* Cose da fare *
**A)** Estrai dal brano sui boomers il pezzo che parte dalle parole "Il c*** di noi" e finisce dopo "avuto noi boomers.", copiandolo senza cambiare niente.
**B)** Rispondi a queste domande sul brano dei boomers:
(i) Di che cosa, secondo il brano, i boomers sono corresponsabili?
(ii) In quale decennio i bambini giocavano a calcio in cortile?
(iii) Che cosa si mettevano ai piedi prima di correre a giocare?

#### Brano fornito

Il c*** di noi boomers – 1 [Il Flessibile]

di Dario B. Caruso

Mai come in questo scorcio di vita mi sono reso conto di quanta fortuna abbiamo avuto noi boomers.
Intendiamoci, dei mali di oggi ne siamo corresponsabili; penso però alle esperienze che abbiamo vissuto, irripetibili per coloro che sono arrivati dopo.
Ve le racconto, a piccoli bocconi.

Le stelle dello sport
Negli anni Settanta eravamo bambini che giocavano a calcio in cortile. Appena il tempo lo consentiva (non c’era autunno o inverno che tenessero) calzavamo rapidamente le scarpe da ginnastica e via a dare calci alla palla.

########
#### Dati forniti

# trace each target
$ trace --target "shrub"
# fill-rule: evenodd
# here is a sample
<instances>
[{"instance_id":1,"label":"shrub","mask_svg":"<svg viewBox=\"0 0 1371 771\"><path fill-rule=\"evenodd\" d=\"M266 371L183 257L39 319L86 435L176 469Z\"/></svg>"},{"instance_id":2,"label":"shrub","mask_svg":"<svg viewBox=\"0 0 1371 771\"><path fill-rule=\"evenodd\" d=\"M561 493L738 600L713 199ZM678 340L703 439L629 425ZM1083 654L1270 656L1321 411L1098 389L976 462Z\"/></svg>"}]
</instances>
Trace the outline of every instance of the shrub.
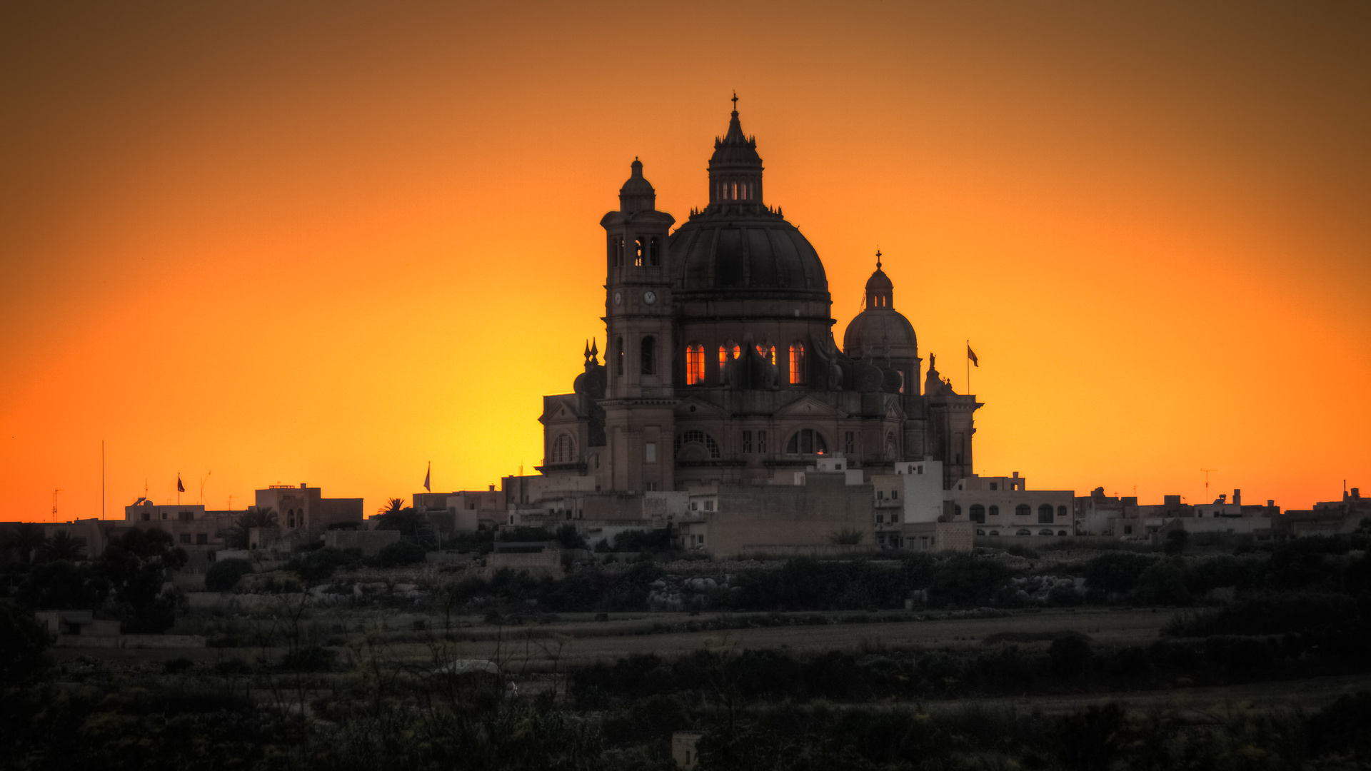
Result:
<instances>
[{"instance_id":1,"label":"shrub","mask_svg":"<svg viewBox=\"0 0 1371 771\"><path fill-rule=\"evenodd\" d=\"M210 591L228 591L239 584L239 579L252 572L252 562L247 560L219 560L210 565L204 573L204 589Z\"/></svg>"},{"instance_id":2,"label":"shrub","mask_svg":"<svg viewBox=\"0 0 1371 771\"><path fill-rule=\"evenodd\" d=\"M374 562L381 568L398 568L424 561L424 547L413 541L396 541L381 547Z\"/></svg>"},{"instance_id":3,"label":"shrub","mask_svg":"<svg viewBox=\"0 0 1371 771\"><path fill-rule=\"evenodd\" d=\"M1152 557L1119 551L1101 554L1086 562L1086 586L1105 593L1127 594L1138 576L1156 562Z\"/></svg>"},{"instance_id":4,"label":"shrub","mask_svg":"<svg viewBox=\"0 0 1371 771\"><path fill-rule=\"evenodd\" d=\"M1138 576L1132 597L1143 605L1190 605L1185 562L1179 558L1153 562Z\"/></svg>"}]
</instances>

########

* Soluzioni dell'esercizio *
**A)**
Il c*** di noi boomers – 1 [Il Flessibile]

di Dario B. Caruso

Mai come in questo scorcio di vita mi sono reso conto di quanta fortuna abbiamo avuto noi boomers.

**B)**
(i) Dei mali di oggi.
(ii) Negli anni Settanta.
(iii) Le scarpe da ginnastica.